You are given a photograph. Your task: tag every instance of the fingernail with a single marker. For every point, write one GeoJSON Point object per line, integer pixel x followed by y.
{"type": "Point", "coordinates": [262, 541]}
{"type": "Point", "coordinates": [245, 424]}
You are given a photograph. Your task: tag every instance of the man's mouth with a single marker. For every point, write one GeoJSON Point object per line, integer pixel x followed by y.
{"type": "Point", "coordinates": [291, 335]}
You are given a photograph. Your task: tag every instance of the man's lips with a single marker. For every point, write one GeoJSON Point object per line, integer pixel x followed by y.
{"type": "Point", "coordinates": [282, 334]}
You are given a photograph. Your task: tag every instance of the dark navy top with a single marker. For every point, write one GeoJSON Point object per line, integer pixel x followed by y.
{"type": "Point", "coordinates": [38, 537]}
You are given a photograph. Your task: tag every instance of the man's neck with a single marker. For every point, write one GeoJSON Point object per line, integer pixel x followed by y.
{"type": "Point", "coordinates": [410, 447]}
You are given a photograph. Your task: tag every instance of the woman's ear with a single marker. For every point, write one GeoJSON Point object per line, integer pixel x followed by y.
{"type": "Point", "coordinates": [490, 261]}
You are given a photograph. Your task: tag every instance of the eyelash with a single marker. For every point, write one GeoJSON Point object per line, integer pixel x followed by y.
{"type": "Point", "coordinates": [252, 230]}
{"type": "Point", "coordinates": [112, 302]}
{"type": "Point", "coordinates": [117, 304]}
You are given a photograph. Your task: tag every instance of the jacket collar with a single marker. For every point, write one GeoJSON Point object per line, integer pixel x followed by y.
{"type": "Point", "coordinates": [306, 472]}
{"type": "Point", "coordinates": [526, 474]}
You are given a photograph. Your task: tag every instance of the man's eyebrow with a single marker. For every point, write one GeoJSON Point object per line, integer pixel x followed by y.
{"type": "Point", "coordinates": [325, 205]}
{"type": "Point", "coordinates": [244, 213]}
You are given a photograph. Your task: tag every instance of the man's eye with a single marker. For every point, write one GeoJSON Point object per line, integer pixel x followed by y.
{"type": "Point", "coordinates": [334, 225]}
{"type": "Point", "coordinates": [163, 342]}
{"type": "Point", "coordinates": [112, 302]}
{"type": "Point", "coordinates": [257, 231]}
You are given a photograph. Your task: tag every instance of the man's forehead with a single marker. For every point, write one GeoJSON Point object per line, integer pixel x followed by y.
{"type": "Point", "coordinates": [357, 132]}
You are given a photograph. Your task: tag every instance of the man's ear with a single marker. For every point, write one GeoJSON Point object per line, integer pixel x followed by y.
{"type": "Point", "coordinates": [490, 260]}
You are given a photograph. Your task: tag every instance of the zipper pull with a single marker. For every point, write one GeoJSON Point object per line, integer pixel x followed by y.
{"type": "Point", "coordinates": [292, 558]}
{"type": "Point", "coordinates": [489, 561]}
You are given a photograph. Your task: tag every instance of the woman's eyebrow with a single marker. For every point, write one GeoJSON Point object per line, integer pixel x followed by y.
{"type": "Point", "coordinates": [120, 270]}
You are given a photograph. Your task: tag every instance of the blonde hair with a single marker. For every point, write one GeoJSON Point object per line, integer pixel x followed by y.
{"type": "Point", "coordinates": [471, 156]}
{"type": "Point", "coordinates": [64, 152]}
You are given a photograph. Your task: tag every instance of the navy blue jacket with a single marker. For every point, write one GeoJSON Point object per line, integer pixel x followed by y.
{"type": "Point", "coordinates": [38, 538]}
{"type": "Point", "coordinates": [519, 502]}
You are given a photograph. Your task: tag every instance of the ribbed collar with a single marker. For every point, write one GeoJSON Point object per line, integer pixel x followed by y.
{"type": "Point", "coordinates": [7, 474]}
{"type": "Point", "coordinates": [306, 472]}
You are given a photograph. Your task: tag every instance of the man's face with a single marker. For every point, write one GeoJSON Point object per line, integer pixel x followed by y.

________

* [Aim of the task] Repeating the listing in full, word for word, is the required output.

* [The completed task]
You are given a photograph. Your task: tag every instance of the fingernail with a single marker. For every point, write one GeoJSON Point object per line, integer pixel x followed by y.
{"type": "Point", "coordinates": [262, 541]}
{"type": "Point", "coordinates": [245, 424]}
You are given a photograph. Your task: tag every instance of the man's mouth with a single marker. For every point, write one GeoJSON Point object per line, integer pixel x followed by y.
{"type": "Point", "coordinates": [291, 335]}
You are given a photograph. Your task: tag every instance of the man's lips with a single marker. For every point, write one GeoJSON Point object per line, integer pixel x followed by y.
{"type": "Point", "coordinates": [282, 334]}
You are given a photograph. Your task: tag every instance of the dark navy top with a single marker. For every point, write one GeoJSON Point object per line, integer pixel x followed by y.
{"type": "Point", "coordinates": [38, 537]}
You are given a photograph. Your task: tag every instance of the man's neck with a single marker. For every point, write one GeoJSON Point object per line, integer pixel x followed by y.
{"type": "Point", "coordinates": [410, 447]}
You are given a photograph. Your task: tag every instance of the woman's ear with a single marker. For every point, write one GeoJSON Point object per line, integer pixel x followed by y.
{"type": "Point", "coordinates": [490, 261]}
You are given a photograph. Your task: tag every instance of the eyelash with a single marker. For every point, write one GeoJSON Point object per line, integer pixel x followed by y.
{"type": "Point", "coordinates": [252, 230]}
{"type": "Point", "coordinates": [112, 302]}
{"type": "Point", "coordinates": [117, 304]}
You are given a photograph. Your task: tag every instance of the jacket collar with a single marker. For every point, write one GeoJSON Point object per line, integer pixel x followed by y.
{"type": "Point", "coordinates": [306, 472]}
{"type": "Point", "coordinates": [526, 474]}
You are given a photograph. Your task: tag every instance of the man's eyebrow with a single marker. For every point, write one GeoJSON Point object per line, integer pixel x followed by y.
{"type": "Point", "coordinates": [325, 205]}
{"type": "Point", "coordinates": [244, 213]}
You are given a photograph. Your task: tag every instance of the man's eye with a single marker. For every point, write one GeoJSON Point object per line, integer pixel x followed by y.
{"type": "Point", "coordinates": [334, 225]}
{"type": "Point", "coordinates": [163, 342]}
{"type": "Point", "coordinates": [112, 302]}
{"type": "Point", "coordinates": [257, 231]}
You are given a photograph. Your task: tag every instance of the man's forehead with a single marker. For every point, write one GeoJSON Point object per line, integer pixel x followed by y.
{"type": "Point", "coordinates": [357, 132]}
You are given a photograph. Your task: tag every instance of the man's ear with a single marker. For every point, write one GeoJSON Point object per line, integer pixel x followed by y.
{"type": "Point", "coordinates": [490, 260]}
You are given a photograph. Your task: tag every instance of the zipper pull with a single marker. For every point, write one GeoJSON Point object per line, integer pixel x followed by y.
{"type": "Point", "coordinates": [292, 558]}
{"type": "Point", "coordinates": [489, 561]}
You are given a photograph. Your task: tag every instance of the woman's eyebrow with a single marker. For every point, write one GeoJSON Point object per line, integer pixel x followed by y.
{"type": "Point", "coordinates": [120, 270]}
You are given a photograph. Your task: tag every instance of the blonde hair with a single marker. For every point, write one GeoJSON Point object per line, integer pixel x followed by y.
{"type": "Point", "coordinates": [471, 156]}
{"type": "Point", "coordinates": [64, 152]}
You are given a photograph. Your task: tag every instance of the navy blue jacket with a single marker. For every point, write one GeoJSON Point object per line, integer pixel x followed by y.
{"type": "Point", "coordinates": [38, 538]}
{"type": "Point", "coordinates": [519, 502]}
You are given a photograph. Your task: tag every instance of the ribbed collar with a single marker. For every point, write one GeoJSON Point object per line, integer pixel x followed by y.
{"type": "Point", "coordinates": [7, 474]}
{"type": "Point", "coordinates": [306, 472]}
You are given a photograph. Your task: tag every instance of the man's face with a single marker. For every point, write one GeoJSON Point object per line, integer pixel x followed by y.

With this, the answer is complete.